- ACTIVITY
Reproduce the following journal entry about remembering Thomas in full, word for word, keeping every line, spelling and punctuation mark unchanged.

Segment Start: DOCUMENT SEGMENT

In any case, we will go to the cemetery, Gate of Heaven, on Monday for Mass at 10 a.m. and then visit Thomas's grave and Gene's nearby. I am growing salvia in blue and white that I will cut to put on his grave. I have a small flag I bought at Fort McHenry to leave as well. It will be crowded, as it has been every year, but the weather should be clear and lovely.

Sunday, May 11, 2008

Thomas, First Communion Day, also Mother's Day, 1992

It's May 11th, 2008. It has been exactly three years and six months since the day that Thomas was killed. It's also Mother's Day here in the U.S., a sort of irony for me. Thomas made me a Mother's Day card for the last one he spent here at home with us in 2002. For some reason, he had it opening the wrong way, as if he'd taken to a Hebrew form of writing. I keep it out on my dresser as it shows a simple drawing of a tall blonde boy hugging his mother. I think: he is still hugging me, every day.

At first, I would be aware the 11th of every month. It is actually a day already full of meaning for us: our wedding anniversary is June 11 and my father died on April 11. In the last few months though I've noticed that the 11th can slip by and I won't have particularly thought about the number of months since Thomas died. Maybe this is a a sign of healing. Maybe it's a sign of a busy life. I don't think I'm ready yet to let go of active grieving but it is beginning to shift: like going from an acute disease to a chronic one. We have Memorial Day at the end of the month, that will also be a milestone of sorts. And Laurie's son Chase's fourth anniversary was on this past Thursday, May 8th. My calendar is full of days that I am going to remember for the rest of my life.

Segment End: DOCUMENT SEGMENT
Segment Start: DATA SEGMENT

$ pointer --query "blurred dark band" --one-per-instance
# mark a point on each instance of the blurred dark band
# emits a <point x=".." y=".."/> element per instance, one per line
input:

Segment End: DATA SEGMENT

- ANSWER SECTION
In any case, we will go to the cemetery, Gate of Heaven, on Monday for Mass at 10 a.m. and then visit Thomas's grave and Gene's nearby. I am growing salvia in blue and white that I will cut to put on his grave. I have a small flag I bought at Fort McHenry to leave as well. It will be crowded, as it has been every year, but the weather should be clear and lovely.

Sunday, May 11, 2008

Thomas, First Communion Day, also Mother's Day, 1992

It's May 11th, 2008. It has been exactly three years and six months since the day that Thomas was killed. It's also Mother's Day here in the U.S., a sort of irony for me. Thomas made me a Mother's Day card for the last one he spent here at home with us in 2002. For some reason, he had it opening the wrong way, as if he'd taken to a Hebrew form of writing. I keep it out on my dresser as it shows a simple drawing of a tall blonde boy hugging his mother. I think: he is still hugging me, every day.

At first, I would be aware the 11th of every month. It is actually a day already full of meaning for us: our wedding anniversary is June 11 and my father died on April 11. In the last few months though I've noticed that the 11th can slip by and I won't have particularly thought about the number of months since Thomas died. Maybe this is a a sign of healing. Maybe it's a sign of a busy life. I don't think I'm ready yet to let go of active grieving but it is beginning to shift: like going from an acute disease to a chronic one. We have Memorial Day at the end of the month, that will also be a milestone of sorts. And Laurie's son Chase's fourth anniversary was on this past Thursday, May 8th. My calendar is full of days that I am going to remember for the rest of my life.